• _BRIEF_
State only how many lines below include the word "house".

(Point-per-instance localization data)
==*==
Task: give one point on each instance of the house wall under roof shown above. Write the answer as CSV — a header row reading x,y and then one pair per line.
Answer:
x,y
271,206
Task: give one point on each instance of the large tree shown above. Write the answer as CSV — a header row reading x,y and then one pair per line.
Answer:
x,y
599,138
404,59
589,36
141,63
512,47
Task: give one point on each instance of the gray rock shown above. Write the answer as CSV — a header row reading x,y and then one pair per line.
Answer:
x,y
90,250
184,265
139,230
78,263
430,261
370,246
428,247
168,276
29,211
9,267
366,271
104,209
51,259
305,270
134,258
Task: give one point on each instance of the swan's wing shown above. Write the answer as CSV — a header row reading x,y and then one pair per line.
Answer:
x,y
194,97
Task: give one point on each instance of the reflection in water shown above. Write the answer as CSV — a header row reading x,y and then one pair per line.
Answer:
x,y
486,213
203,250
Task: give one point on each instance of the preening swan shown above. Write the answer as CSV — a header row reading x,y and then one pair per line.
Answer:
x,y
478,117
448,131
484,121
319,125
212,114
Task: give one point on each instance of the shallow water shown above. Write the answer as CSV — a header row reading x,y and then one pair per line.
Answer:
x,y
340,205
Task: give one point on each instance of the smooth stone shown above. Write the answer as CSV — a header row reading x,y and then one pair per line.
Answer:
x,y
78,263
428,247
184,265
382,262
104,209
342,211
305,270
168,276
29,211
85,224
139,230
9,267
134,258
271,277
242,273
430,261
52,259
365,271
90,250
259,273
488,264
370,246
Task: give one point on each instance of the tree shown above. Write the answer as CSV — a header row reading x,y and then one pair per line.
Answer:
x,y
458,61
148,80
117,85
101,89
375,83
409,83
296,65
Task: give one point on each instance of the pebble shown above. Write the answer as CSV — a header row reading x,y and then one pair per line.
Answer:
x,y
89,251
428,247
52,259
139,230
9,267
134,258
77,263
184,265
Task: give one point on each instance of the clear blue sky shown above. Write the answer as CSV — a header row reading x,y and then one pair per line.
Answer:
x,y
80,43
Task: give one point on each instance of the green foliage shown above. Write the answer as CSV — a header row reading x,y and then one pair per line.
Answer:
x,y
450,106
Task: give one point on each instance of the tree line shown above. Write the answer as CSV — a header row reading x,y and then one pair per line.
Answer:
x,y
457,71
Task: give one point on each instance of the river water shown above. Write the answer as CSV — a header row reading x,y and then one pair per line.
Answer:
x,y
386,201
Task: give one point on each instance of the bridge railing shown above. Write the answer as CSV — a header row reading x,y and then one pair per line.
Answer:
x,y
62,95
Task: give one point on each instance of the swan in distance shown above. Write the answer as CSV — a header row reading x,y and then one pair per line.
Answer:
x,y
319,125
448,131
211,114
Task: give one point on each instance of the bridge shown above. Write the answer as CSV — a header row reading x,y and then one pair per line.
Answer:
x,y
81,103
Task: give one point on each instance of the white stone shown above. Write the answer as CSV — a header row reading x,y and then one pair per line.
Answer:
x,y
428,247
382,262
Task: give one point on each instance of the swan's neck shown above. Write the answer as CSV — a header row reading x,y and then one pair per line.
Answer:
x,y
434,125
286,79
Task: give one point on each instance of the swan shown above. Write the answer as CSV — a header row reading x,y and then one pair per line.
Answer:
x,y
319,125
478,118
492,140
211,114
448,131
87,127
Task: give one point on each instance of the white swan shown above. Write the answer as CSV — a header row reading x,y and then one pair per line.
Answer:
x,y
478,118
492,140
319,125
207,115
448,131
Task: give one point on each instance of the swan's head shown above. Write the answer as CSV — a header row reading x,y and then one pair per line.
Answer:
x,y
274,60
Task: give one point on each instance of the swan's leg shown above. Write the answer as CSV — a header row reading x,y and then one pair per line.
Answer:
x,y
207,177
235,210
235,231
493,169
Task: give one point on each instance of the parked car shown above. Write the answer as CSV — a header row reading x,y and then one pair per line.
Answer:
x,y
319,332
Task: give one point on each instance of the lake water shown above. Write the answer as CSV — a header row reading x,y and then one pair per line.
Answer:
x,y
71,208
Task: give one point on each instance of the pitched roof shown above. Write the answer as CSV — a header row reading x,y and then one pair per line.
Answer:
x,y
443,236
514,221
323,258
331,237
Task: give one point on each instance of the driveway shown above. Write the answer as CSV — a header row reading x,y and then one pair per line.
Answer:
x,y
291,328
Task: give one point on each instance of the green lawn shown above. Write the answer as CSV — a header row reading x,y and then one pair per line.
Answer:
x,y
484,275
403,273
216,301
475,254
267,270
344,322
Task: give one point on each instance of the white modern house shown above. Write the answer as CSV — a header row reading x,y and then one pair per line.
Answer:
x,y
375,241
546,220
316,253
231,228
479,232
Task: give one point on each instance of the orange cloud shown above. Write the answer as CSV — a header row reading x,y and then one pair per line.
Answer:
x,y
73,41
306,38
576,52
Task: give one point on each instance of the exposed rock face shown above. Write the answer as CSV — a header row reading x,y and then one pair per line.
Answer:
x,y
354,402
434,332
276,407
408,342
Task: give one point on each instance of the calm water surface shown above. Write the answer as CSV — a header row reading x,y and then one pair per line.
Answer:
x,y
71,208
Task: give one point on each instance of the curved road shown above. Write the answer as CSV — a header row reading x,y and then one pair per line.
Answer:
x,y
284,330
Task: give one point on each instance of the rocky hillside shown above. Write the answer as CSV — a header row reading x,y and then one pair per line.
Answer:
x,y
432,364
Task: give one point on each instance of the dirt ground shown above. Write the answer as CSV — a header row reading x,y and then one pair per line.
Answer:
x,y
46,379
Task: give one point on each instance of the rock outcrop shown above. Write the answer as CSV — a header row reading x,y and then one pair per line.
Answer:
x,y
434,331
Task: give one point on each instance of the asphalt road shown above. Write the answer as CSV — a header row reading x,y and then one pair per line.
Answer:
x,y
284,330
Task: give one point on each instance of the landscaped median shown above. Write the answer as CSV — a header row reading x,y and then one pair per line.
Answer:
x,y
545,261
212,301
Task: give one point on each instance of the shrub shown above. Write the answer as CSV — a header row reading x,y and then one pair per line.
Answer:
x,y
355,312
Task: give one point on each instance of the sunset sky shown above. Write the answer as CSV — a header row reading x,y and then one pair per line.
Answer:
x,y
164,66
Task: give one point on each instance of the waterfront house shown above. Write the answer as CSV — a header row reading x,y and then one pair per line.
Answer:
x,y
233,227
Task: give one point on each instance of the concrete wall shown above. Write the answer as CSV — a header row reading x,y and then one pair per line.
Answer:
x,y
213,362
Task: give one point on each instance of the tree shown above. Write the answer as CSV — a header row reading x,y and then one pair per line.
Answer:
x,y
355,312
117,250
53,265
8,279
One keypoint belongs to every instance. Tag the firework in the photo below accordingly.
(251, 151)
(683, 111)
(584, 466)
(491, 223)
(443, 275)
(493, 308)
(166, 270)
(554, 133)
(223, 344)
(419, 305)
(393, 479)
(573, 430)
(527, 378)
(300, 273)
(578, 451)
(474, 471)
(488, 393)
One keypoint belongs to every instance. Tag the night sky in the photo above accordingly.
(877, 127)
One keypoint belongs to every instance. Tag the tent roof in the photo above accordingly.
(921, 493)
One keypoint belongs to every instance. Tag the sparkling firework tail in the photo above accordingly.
==*==
• _ANSWER FOR THIS EXERCISE_
3